## PROBLEM STATEMENT
After going through the data, give the number of lines that contain the word "hazy" as your sole answer.

----- RECORDS FOR PROCESSING

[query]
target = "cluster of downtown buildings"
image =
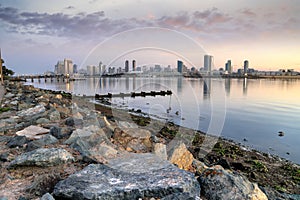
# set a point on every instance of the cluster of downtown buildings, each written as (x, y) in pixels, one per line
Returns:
(66, 67)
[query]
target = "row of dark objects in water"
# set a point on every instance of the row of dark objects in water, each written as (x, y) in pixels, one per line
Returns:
(135, 94)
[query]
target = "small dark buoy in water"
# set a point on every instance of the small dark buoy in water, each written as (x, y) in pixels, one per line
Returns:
(280, 133)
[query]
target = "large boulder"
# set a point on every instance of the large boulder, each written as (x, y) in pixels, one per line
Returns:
(178, 154)
(32, 111)
(133, 139)
(45, 140)
(17, 141)
(92, 144)
(42, 157)
(33, 132)
(133, 177)
(217, 183)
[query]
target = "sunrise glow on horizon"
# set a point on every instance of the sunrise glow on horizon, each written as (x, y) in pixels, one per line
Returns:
(35, 35)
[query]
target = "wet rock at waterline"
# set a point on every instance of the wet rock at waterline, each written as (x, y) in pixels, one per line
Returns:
(154, 178)
(42, 158)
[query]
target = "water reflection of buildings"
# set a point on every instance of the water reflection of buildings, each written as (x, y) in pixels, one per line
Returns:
(179, 84)
(206, 88)
(245, 86)
(227, 86)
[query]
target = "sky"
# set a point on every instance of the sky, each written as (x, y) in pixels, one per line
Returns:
(34, 35)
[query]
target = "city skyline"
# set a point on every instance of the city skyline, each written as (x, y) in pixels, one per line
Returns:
(34, 35)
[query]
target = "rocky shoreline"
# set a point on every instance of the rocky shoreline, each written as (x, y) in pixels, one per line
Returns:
(57, 146)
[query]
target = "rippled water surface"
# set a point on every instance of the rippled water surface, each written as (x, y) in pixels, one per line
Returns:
(248, 111)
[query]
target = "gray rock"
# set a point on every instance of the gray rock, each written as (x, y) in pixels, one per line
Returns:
(73, 122)
(14, 103)
(33, 132)
(160, 150)
(82, 133)
(47, 196)
(43, 121)
(69, 121)
(217, 183)
(35, 144)
(103, 182)
(43, 158)
(93, 146)
(45, 140)
(32, 111)
(133, 139)
(56, 132)
(17, 141)
(54, 116)
(49, 139)
(9, 95)
(273, 194)
(4, 157)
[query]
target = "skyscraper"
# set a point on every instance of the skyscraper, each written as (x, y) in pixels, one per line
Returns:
(133, 65)
(179, 66)
(228, 67)
(126, 66)
(207, 63)
(68, 65)
(246, 67)
(64, 67)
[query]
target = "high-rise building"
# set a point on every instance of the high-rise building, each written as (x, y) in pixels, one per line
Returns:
(75, 70)
(179, 66)
(208, 63)
(246, 67)
(68, 65)
(64, 67)
(133, 65)
(126, 66)
(59, 68)
(228, 67)
(90, 70)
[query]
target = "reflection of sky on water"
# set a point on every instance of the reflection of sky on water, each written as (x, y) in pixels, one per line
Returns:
(255, 109)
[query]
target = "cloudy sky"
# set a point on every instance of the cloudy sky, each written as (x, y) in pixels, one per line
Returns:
(34, 34)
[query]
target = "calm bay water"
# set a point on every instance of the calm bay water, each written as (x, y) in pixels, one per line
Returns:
(250, 111)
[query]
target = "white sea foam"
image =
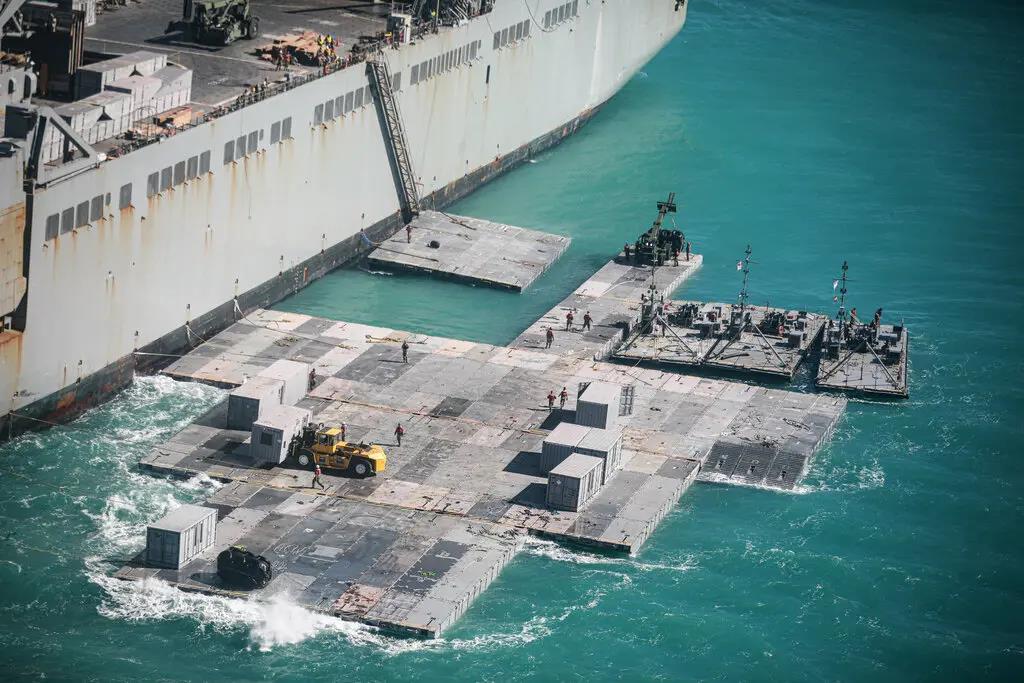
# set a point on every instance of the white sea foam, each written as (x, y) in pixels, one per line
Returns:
(716, 477)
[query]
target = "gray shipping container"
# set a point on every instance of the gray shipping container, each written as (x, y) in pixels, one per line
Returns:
(606, 444)
(272, 433)
(180, 537)
(573, 482)
(295, 375)
(247, 403)
(598, 406)
(559, 444)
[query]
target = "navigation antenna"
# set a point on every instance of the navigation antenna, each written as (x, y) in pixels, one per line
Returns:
(653, 235)
(745, 265)
(841, 316)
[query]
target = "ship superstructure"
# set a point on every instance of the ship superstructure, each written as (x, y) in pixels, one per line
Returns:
(181, 185)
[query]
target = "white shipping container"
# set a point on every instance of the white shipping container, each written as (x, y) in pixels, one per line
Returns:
(248, 402)
(606, 444)
(598, 406)
(273, 432)
(573, 482)
(295, 375)
(181, 536)
(559, 444)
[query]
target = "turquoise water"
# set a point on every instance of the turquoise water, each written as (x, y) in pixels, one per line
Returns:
(886, 133)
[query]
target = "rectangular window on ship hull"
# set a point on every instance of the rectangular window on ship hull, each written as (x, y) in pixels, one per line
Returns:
(96, 208)
(82, 215)
(68, 220)
(52, 226)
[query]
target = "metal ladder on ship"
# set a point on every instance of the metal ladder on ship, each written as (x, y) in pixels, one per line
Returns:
(380, 75)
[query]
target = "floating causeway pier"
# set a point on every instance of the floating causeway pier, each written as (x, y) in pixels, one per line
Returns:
(692, 338)
(411, 548)
(471, 250)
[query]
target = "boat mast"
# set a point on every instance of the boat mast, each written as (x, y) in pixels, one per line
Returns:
(742, 293)
(841, 315)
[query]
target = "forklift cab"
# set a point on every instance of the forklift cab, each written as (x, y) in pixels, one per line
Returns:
(327, 439)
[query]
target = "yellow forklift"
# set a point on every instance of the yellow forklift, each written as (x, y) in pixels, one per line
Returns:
(322, 445)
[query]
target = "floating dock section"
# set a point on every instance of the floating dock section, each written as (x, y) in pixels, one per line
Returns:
(773, 343)
(865, 360)
(411, 548)
(471, 250)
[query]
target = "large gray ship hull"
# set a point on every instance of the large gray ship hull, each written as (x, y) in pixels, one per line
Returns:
(151, 279)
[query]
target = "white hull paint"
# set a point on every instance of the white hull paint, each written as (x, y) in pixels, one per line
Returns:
(100, 292)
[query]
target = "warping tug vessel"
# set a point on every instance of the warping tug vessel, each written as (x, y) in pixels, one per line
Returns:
(156, 187)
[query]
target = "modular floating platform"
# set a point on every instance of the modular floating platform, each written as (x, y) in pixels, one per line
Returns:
(410, 549)
(470, 250)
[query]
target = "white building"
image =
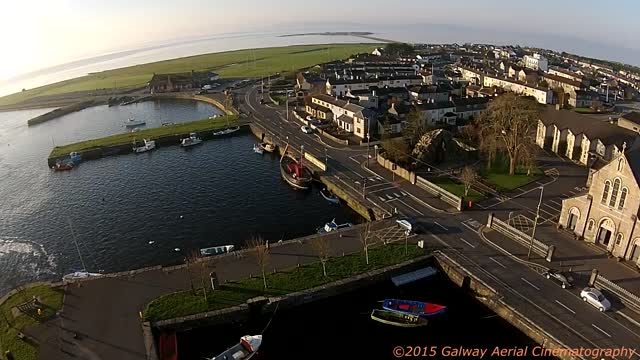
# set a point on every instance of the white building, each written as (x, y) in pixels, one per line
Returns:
(536, 62)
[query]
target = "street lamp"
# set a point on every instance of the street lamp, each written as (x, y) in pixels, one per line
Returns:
(535, 223)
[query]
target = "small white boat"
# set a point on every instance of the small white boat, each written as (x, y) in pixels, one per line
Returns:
(131, 123)
(193, 139)
(244, 350)
(148, 146)
(217, 250)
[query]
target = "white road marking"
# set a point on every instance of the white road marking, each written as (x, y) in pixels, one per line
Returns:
(527, 281)
(497, 262)
(443, 228)
(602, 331)
(565, 306)
(468, 243)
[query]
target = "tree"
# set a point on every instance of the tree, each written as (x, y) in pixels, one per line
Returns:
(509, 125)
(262, 255)
(322, 247)
(365, 231)
(468, 177)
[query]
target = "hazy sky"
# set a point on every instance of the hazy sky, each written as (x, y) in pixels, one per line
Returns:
(43, 33)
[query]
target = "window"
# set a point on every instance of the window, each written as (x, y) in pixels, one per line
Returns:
(614, 192)
(623, 197)
(605, 193)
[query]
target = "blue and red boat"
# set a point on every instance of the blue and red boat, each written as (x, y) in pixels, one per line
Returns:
(413, 307)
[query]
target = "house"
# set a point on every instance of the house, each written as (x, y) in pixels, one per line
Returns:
(470, 107)
(580, 137)
(175, 82)
(630, 120)
(433, 113)
(536, 62)
(607, 214)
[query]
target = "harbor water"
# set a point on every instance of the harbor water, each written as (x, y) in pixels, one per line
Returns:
(132, 211)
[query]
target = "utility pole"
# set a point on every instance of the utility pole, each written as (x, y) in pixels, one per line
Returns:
(535, 223)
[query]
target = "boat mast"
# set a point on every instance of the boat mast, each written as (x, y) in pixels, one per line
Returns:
(73, 235)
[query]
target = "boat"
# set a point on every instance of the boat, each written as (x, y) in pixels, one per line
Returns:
(168, 346)
(332, 226)
(244, 350)
(131, 123)
(268, 147)
(226, 131)
(397, 319)
(413, 307)
(329, 196)
(217, 250)
(193, 139)
(293, 171)
(148, 146)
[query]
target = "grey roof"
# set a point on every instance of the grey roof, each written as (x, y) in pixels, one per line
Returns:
(633, 116)
(593, 128)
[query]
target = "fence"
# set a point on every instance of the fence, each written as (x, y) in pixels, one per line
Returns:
(441, 193)
(626, 297)
(520, 237)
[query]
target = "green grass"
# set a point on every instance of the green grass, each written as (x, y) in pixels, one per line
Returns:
(281, 283)
(457, 189)
(238, 64)
(128, 137)
(21, 349)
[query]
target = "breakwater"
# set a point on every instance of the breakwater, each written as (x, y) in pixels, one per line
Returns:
(63, 111)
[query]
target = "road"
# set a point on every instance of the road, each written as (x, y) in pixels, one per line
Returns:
(562, 313)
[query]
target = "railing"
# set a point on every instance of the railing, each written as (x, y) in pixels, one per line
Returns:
(441, 193)
(520, 237)
(626, 297)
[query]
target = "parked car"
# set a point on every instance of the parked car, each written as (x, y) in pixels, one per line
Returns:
(594, 297)
(563, 279)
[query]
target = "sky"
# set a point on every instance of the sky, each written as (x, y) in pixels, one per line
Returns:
(37, 34)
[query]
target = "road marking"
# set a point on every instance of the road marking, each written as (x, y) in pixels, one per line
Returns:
(468, 243)
(533, 286)
(443, 228)
(497, 262)
(565, 306)
(602, 331)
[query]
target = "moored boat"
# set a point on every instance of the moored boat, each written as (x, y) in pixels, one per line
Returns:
(398, 319)
(217, 250)
(413, 307)
(244, 350)
(193, 139)
(329, 196)
(148, 146)
(294, 172)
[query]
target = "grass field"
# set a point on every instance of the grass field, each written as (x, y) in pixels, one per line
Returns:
(241, 63)
(281, 283)
(21, 349)
(129, 137)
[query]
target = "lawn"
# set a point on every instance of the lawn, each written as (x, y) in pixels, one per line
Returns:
(281, 283)
(457, 189)
(52, 300)
(240, 63)
(154, 133)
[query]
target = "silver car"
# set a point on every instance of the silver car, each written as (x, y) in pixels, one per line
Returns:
(594, 297)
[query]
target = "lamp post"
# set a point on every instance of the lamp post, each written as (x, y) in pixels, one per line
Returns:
(535, 224)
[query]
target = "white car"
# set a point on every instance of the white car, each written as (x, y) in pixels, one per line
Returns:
(595, 298)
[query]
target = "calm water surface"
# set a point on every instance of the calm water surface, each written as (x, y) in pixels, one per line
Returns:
(217, 193)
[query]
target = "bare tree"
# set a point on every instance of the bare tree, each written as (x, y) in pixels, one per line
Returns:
(365, 232)
(468, 178)
(510, 120)
(262, 256)
(322, 247)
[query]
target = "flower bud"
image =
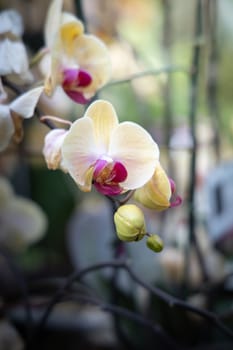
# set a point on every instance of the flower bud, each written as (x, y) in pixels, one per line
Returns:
(156, 193)
(155, 243)
(130, 223)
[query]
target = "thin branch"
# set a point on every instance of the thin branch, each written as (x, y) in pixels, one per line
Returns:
(194, 86)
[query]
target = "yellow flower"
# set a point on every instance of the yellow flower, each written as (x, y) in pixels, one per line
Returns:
(12, 115)
(113, 156)
(80, 63)
(130, 223)
(157, 192)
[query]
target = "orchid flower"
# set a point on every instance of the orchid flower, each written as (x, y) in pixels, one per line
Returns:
(158, 191)
(13, 54)
(113, 156)
(12, 115)
(80, 63)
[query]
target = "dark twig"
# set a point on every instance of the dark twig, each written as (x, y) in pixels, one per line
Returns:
(212, 82)
(194, 87)
(166, 340)
(163, 296)
(23, 289)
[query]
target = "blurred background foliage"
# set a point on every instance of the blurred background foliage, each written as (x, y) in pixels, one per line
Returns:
(142, 36)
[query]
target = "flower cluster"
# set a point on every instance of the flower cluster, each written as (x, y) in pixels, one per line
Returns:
(116, 158)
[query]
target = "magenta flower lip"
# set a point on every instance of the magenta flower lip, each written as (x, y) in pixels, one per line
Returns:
(107, 176)
(73, 79)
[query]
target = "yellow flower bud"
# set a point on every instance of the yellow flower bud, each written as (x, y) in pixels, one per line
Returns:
(130, 223)
(155, 243)
(156, 193)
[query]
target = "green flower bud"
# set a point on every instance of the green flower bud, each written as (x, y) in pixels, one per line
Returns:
(130, 223)
(155, 243)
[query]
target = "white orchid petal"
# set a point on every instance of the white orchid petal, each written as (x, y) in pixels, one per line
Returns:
(79, 150)
(25, 104)
(11, 22)
(104, 120)
(52, 22)
(134, 147)
(93, 55)
(6, 127)
(52, 147)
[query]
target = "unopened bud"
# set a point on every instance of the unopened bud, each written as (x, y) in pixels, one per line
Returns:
(130, 223)
(155, 243)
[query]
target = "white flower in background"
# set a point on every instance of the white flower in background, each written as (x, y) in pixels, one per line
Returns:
(13, 54)
(22, 221)
(79, 62)
(12, 115)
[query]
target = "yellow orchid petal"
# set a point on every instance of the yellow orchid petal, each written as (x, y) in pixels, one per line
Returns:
(70, 30)
(87, 180)
(134, 147)
(104, 120)
(156, 193)
(92, 55)
(52, 22)
(79, 150)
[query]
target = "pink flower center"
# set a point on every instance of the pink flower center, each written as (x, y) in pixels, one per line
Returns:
(107, 176)
(73, 80)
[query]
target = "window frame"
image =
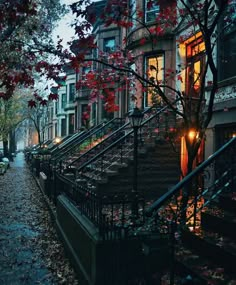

----------

## ANSWER AREA
2